Aim of the exercise: Reproduce the items below verbatim, beginning with the line that contains "Annotation task — identify one point per instance of the gold" and going on through the last line of the items.

Provided material:
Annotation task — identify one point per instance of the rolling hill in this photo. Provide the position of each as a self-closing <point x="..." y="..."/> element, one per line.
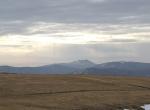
<point x="85" y="67"/>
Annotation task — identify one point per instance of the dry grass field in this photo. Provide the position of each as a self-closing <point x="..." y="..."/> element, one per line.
<point x="72" y="92"/>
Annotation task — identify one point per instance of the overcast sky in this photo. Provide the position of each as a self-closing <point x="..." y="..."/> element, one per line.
<point x="39" y="32"/>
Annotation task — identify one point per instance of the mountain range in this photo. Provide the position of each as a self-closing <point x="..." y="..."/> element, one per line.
<point x="84" y="67"/>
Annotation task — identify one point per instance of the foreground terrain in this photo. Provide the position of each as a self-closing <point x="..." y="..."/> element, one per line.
<point x="72" y="92"/>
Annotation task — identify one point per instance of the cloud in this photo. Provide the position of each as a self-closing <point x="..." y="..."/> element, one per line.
<point x="36" y="32"/>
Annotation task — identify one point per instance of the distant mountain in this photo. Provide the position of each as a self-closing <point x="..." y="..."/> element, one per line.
<point x="120" y="68"/>
<point x="85" y="67"/>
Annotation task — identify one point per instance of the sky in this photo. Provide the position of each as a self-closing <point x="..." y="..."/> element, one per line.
<point x="40" y="32"/>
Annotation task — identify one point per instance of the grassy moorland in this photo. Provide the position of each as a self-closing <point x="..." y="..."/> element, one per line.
<point x="72" y="92"/>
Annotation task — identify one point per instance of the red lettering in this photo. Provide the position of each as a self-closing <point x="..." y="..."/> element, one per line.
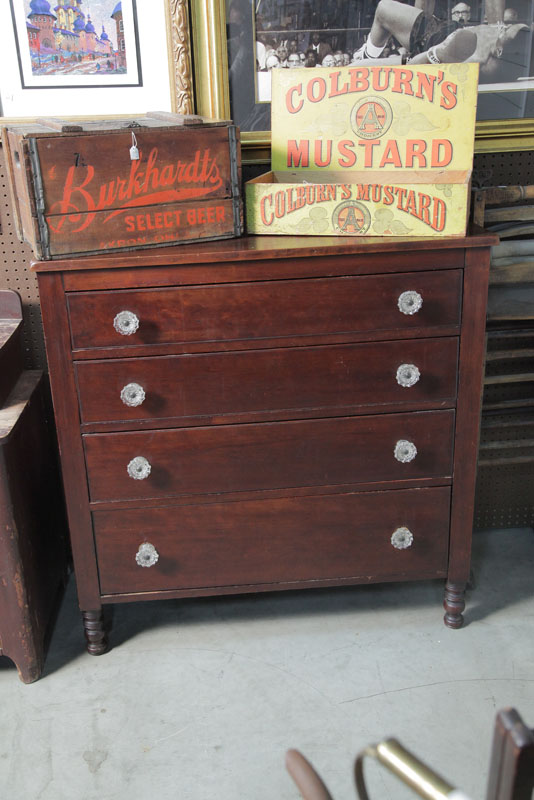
<point x="448" y="95"/>
<point x="402" y="81"/>
<point x="290" y="201"/>
<point x="384" y="73"/>
<point x="347" y="156"/>
<point x="359" y="79"/>
<point x="415" y="149"/>
<point x="438" y="215"/>
<point x="313" y="95"/>
<point x="391" y="155"/>
<point x="298" y="153"/>
<point x="441" y="153"/>
<point x="301" y="196"/>
<point x="334" y="85"/>
<point x="369" y="146"/>
<point x="320" y="160"/>
<point x="425" y="86"/>
<point x="424" y="205"/>
<point x="401" y="194"/>
<point x="267" y="216"/>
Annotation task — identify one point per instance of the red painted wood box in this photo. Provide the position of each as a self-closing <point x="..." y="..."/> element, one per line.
<point x="161" y="179"/>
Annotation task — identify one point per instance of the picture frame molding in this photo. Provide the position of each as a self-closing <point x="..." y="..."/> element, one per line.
<point x="212" y="98"/>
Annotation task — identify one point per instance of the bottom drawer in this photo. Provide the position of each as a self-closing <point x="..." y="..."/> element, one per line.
<point x="286" y="540"/>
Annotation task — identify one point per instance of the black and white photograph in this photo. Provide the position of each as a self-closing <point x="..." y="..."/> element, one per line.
<point x="263" y="35"/>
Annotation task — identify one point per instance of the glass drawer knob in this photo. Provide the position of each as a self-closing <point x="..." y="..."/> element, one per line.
<point x="147" y="555"/>
<point x="402" y="538"/>
<point x="405" y="451"/>
<point x="139" y="468"/>
<point x="126" y="323"/>
<point x="133" y="394"/>
<point x="410" y="302"/>
<point x="408" y="375"/>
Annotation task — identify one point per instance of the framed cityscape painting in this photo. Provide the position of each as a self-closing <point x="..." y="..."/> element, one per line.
<point x="72" y="43"/>
<point x="94" y="57"/>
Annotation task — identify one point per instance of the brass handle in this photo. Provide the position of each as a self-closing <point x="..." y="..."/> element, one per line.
<point x="126" y="323"/>
<point x="411" y="771"/>
<point x="402" y="538"/>
<point x="147" y="555"/>
<point x="133" y="395"/>
<point x="139" y="468"/>
<point x="405" y="451"/>
<point x="410" y="302"/>
<point x="408" y="375"/>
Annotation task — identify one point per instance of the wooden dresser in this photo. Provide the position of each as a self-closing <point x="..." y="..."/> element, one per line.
<point x="267" y="413"/>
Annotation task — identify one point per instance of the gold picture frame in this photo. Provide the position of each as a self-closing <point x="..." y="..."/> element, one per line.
<point x="212" y="98"/>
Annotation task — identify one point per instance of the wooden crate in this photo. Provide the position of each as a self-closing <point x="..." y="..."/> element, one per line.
<point x="121" y="185"/>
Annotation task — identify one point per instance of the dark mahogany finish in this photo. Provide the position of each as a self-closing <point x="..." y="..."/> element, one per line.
<point x="270" y="417"/>
<point x="33" y="541"/>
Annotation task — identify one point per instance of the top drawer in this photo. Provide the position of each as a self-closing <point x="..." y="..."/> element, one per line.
<point x="265" y="310"/>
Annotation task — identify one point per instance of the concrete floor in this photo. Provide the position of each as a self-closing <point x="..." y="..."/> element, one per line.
<point x="200" y="699"/>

Exercise response:
Annotation task — identify one point per instance of the gold picture frame in this photo. Provide the position of each as a self-closing <point x="..." y="..."/> element, one per line.
<point x="212" y="98"/>
Annotation task — identify one point per instance of the wooden crate in this photo. Provide the position of each as a self-closing <point x="..." y="..."/> element, one per line.
<point x="121" y="185"/>
Annotation task — identify one point per instance of the dark mahogany finish in this photo. Provide the position of each as a self-closing <point x="..." y="..."/> element, one per line.
<point x="270" y="417"/>
<point x="33" y="541"/>
Annotation task — identify one point per instance of the top drawer in this photo. Provide the position of each as a self-closing <point x="..." y="..."/> element, one per line.
<point x="265" y="310"/>
Annotation task — identify one point per instance of the concrete floor in this photo. Provide the position of each as a self-closing <point x="..." y="..."/> element, one per line.
<point x="200" y="699"/>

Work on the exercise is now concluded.